### MATERIAL SUPPLIED

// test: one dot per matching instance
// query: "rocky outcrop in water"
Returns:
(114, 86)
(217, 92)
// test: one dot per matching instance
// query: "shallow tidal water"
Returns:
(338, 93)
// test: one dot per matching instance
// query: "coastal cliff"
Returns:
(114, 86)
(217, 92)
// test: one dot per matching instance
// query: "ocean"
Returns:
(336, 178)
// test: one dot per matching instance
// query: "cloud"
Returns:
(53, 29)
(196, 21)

* * *

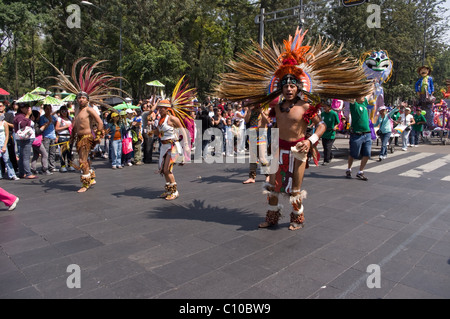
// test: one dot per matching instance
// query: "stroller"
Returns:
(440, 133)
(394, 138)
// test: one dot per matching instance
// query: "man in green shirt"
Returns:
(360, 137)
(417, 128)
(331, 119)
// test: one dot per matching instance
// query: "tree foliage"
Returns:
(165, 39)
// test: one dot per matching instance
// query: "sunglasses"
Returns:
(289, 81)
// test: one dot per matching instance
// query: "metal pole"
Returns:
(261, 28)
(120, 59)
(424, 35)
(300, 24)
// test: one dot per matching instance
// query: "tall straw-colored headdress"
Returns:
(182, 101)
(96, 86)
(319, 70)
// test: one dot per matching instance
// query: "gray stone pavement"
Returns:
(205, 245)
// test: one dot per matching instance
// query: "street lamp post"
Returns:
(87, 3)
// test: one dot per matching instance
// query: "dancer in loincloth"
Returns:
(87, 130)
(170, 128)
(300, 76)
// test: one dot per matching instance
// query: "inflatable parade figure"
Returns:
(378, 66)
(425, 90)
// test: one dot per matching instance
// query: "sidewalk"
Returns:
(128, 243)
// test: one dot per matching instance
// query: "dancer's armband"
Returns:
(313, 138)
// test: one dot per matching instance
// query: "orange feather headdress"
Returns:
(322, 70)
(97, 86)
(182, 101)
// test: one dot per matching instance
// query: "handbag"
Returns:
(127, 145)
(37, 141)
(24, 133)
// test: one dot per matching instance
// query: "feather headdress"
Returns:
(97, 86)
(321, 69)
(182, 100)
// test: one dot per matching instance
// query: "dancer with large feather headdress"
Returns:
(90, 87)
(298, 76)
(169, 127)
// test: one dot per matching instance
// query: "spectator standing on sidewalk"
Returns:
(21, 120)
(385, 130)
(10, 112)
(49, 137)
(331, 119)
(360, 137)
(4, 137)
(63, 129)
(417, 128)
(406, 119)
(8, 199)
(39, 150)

--

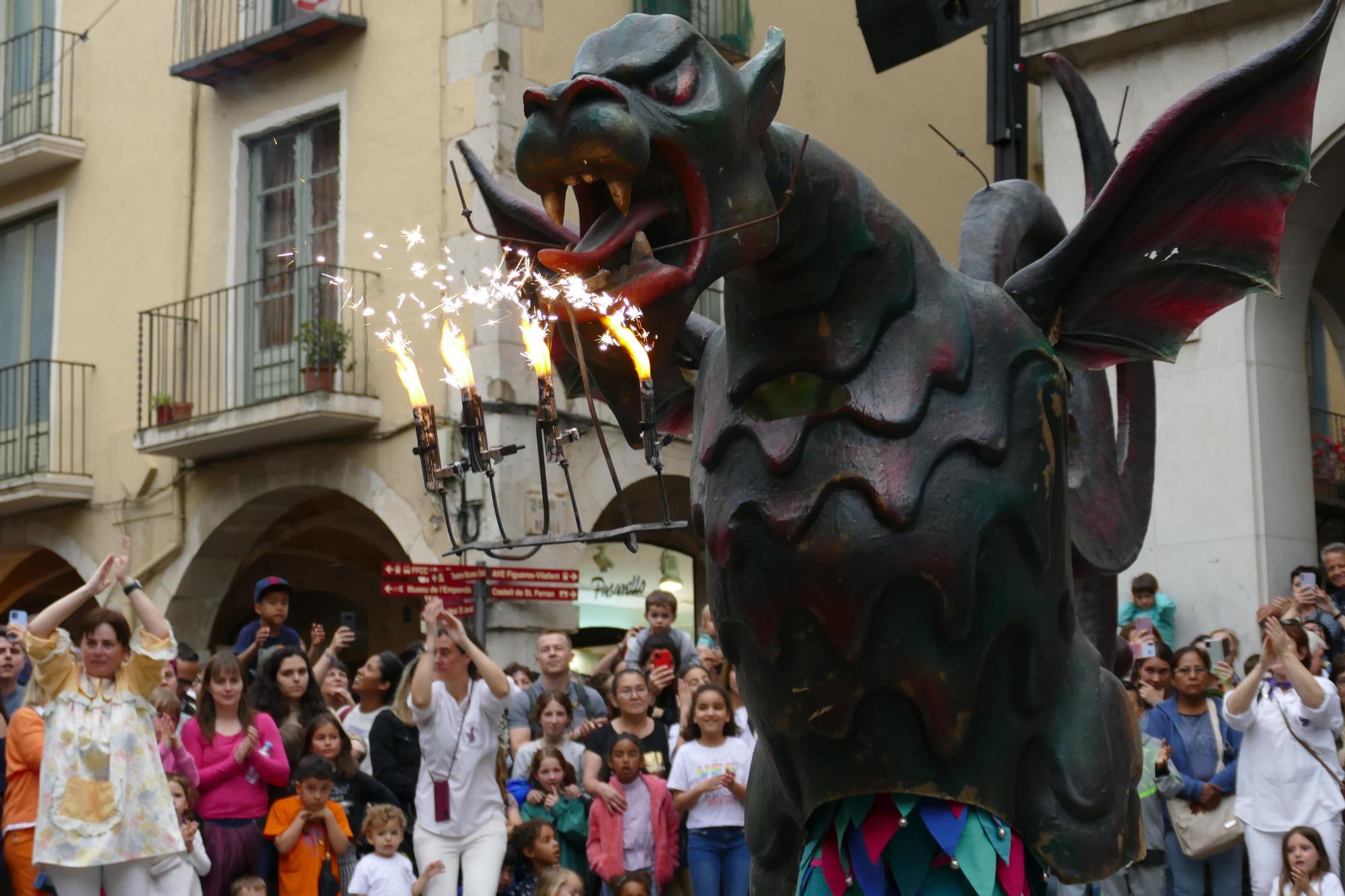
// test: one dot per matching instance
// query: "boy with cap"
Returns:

### WORK INSTRUCTIONS
Filter the entries above down to the lines that contain the word "headdress".

### EXERCISE OUTPUT
// query: "tall straw-colored headdress"
// query: "orange feather headdress"
// query: "feather headdress"
// query: "dancer with large feather headdress"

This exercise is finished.